What to work on — Which lines in the data below contain the word "altima" with the same capitalization? Find each one and copy it in full.

# Start of Available data

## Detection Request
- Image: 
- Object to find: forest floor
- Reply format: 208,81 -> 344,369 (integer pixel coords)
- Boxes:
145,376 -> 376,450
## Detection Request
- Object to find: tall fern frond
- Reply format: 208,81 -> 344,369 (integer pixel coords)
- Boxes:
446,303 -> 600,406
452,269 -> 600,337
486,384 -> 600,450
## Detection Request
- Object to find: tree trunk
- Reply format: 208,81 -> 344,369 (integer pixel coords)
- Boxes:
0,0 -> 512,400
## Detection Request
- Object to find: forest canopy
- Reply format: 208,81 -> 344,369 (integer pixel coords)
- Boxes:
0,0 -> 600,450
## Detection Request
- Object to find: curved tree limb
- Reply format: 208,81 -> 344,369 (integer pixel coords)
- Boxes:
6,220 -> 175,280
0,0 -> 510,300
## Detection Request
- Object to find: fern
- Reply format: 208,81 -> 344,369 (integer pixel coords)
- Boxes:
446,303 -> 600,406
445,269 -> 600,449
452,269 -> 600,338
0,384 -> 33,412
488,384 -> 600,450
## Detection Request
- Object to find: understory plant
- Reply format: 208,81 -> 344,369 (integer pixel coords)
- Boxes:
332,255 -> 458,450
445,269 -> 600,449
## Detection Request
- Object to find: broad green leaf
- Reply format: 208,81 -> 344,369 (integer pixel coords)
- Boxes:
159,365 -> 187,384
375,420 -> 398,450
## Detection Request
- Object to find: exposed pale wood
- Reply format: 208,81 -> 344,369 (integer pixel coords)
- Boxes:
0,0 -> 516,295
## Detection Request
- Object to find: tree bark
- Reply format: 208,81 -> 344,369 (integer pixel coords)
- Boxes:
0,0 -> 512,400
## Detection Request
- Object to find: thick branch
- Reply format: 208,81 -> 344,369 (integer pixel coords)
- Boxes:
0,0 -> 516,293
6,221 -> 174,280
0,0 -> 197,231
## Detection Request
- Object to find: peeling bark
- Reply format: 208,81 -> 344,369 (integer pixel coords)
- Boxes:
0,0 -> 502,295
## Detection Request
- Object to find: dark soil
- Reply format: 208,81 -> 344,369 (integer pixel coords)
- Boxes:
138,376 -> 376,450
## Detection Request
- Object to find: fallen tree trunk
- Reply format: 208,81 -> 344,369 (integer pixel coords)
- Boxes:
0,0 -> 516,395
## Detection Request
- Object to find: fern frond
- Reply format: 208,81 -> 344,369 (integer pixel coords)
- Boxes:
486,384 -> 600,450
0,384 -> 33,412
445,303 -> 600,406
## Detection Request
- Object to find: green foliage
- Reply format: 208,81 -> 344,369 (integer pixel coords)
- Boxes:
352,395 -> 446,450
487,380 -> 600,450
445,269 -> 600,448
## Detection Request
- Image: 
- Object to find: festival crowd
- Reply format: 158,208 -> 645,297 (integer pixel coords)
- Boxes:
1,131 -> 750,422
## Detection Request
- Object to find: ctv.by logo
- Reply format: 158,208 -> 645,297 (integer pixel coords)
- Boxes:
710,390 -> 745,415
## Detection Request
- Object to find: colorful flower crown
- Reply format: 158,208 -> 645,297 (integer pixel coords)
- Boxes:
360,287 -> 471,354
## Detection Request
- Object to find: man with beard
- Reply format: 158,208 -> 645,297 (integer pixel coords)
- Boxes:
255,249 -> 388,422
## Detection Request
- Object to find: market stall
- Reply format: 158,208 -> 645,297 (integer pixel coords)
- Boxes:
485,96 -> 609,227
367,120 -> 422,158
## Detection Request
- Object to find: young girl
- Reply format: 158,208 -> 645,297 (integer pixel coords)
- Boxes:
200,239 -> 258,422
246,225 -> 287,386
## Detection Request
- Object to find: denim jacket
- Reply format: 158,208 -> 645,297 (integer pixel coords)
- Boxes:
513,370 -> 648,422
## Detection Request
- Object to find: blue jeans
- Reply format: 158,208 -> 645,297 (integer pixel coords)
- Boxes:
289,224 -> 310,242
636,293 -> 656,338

# End of Available data
# Start of Available data

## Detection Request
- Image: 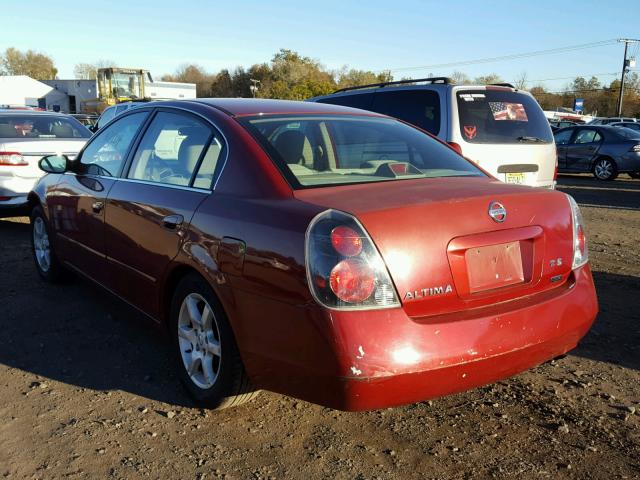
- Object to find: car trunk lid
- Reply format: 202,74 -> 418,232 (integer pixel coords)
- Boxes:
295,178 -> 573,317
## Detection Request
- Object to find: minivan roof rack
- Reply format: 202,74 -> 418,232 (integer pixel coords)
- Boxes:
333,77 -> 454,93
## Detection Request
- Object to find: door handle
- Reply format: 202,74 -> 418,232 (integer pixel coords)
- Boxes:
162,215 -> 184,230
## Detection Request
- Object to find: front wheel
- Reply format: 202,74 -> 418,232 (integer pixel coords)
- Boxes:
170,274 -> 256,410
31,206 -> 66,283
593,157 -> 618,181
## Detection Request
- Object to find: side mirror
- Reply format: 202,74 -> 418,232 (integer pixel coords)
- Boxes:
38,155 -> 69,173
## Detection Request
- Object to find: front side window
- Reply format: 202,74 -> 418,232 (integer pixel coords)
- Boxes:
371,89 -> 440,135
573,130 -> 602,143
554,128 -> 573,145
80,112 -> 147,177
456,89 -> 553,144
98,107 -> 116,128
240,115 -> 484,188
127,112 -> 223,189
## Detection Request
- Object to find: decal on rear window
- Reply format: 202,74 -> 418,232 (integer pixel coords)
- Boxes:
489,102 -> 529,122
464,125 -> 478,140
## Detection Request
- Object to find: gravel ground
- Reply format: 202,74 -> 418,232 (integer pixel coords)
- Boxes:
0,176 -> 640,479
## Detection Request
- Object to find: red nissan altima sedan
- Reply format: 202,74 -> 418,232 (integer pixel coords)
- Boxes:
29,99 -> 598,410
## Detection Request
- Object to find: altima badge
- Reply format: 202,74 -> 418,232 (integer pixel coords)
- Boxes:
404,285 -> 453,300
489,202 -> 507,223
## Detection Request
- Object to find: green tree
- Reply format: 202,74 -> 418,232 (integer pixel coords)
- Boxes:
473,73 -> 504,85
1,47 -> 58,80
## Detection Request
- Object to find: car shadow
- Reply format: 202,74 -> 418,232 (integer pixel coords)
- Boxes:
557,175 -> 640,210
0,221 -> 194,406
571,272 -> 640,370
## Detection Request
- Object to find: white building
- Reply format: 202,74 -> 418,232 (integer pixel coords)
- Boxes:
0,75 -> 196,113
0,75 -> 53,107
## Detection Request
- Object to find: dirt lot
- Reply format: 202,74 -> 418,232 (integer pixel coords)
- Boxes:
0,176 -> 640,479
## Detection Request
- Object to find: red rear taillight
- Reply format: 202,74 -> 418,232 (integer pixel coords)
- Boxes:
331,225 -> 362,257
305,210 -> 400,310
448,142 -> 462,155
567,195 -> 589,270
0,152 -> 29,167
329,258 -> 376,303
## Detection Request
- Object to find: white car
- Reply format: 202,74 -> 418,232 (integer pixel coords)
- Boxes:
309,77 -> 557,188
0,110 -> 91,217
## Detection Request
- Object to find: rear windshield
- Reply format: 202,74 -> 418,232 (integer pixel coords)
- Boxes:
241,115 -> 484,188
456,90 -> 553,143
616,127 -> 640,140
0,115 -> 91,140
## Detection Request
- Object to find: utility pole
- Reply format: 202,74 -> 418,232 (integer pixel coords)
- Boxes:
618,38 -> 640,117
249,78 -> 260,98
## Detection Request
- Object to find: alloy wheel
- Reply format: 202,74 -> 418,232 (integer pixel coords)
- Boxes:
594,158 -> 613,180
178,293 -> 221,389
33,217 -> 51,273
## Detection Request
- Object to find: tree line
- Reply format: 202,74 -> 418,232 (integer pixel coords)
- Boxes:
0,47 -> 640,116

# End of Available data

Task response —
- Object to find: red nissan altima sedan
- Object to find: altima badge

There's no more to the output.